**Excerpted records:**
◇ ◇ ◇ ◇ ◇
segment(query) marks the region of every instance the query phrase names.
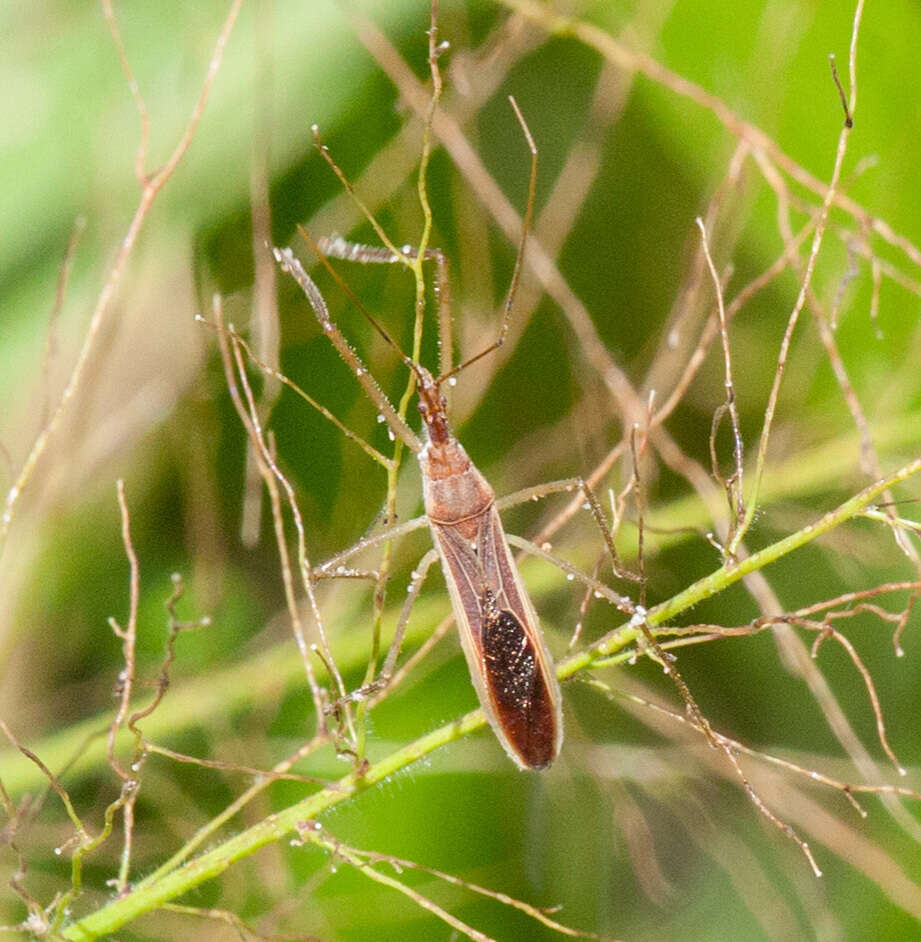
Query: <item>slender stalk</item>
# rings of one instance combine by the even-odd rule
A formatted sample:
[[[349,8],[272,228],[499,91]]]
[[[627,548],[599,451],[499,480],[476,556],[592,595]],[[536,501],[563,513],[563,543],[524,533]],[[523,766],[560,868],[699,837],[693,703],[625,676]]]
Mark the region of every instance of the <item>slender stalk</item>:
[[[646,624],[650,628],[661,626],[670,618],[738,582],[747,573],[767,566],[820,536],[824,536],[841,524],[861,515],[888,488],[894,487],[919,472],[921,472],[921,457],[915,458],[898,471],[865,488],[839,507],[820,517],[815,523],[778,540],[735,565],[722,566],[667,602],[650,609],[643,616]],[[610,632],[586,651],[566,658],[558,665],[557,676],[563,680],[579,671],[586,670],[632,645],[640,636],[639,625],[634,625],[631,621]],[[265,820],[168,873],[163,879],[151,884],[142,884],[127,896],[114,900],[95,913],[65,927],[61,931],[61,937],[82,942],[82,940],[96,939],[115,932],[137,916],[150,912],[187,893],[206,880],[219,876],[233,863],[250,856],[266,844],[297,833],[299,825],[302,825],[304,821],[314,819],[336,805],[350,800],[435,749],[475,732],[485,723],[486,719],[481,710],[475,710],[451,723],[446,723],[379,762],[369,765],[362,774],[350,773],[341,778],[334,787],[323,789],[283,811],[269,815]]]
◇ ◇ ◇ ◇ ◇
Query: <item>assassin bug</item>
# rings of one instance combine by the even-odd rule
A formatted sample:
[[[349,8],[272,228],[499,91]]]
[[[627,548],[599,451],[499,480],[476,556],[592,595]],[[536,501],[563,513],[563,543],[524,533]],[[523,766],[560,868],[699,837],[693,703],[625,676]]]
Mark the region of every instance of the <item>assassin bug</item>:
◇ ◇ ◇ ◇ ◇
**Assigned task:**
Give again exactly, and only, the lines above starting at the one with "Query: <item>assassin bug</item>" and ending at the one with "Mark the region of every instance of the <item>assassin".

**Answer to this problem:**
Query: <item>assassin bug</item>
# rings of one instance combine by the even-odd rule
A formatted sample:
[[[349,8],[272,228],[499,91]]]
[[[627,548],[599,451],[499,480],[476,556],[592,595]],[[536,501],[563,513],[563,543],[524,533]],[[523,766],[560,868],[699,837],[693,703],[625,676]]]
Mark the region of every instance of the <item>assassin bug</item>:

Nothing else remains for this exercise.